SHORT PROBLEM: Please count the lines in the records below that contain the word "tail" and reply with only that number.

PROVIDED INFORMATION:
=-=-=-=-=

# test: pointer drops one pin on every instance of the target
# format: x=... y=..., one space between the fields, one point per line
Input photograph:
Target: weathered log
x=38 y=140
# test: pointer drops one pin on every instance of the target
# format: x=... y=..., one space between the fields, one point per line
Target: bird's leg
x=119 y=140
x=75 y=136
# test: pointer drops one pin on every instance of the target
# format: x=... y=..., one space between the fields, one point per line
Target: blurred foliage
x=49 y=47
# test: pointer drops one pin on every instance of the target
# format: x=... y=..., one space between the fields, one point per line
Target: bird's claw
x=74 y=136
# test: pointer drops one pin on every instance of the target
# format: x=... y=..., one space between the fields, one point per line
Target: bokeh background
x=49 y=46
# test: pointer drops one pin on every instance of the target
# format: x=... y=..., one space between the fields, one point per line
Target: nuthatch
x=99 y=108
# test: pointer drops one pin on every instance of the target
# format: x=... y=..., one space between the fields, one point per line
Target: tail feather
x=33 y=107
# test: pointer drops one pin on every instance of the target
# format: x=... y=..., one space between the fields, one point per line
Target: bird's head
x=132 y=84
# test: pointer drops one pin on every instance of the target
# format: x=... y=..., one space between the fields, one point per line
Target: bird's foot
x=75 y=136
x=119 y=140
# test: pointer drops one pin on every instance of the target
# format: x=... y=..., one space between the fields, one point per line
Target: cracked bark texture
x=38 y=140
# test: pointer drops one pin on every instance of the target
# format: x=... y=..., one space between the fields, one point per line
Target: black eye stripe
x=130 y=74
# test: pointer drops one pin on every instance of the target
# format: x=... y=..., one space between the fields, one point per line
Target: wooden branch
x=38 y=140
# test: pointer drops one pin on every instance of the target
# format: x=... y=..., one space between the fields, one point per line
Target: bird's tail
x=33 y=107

=-=-=-=-=

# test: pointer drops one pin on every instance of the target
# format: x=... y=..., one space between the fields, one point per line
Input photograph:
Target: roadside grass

=-=-=-=-=

ANSWER BELOW: 2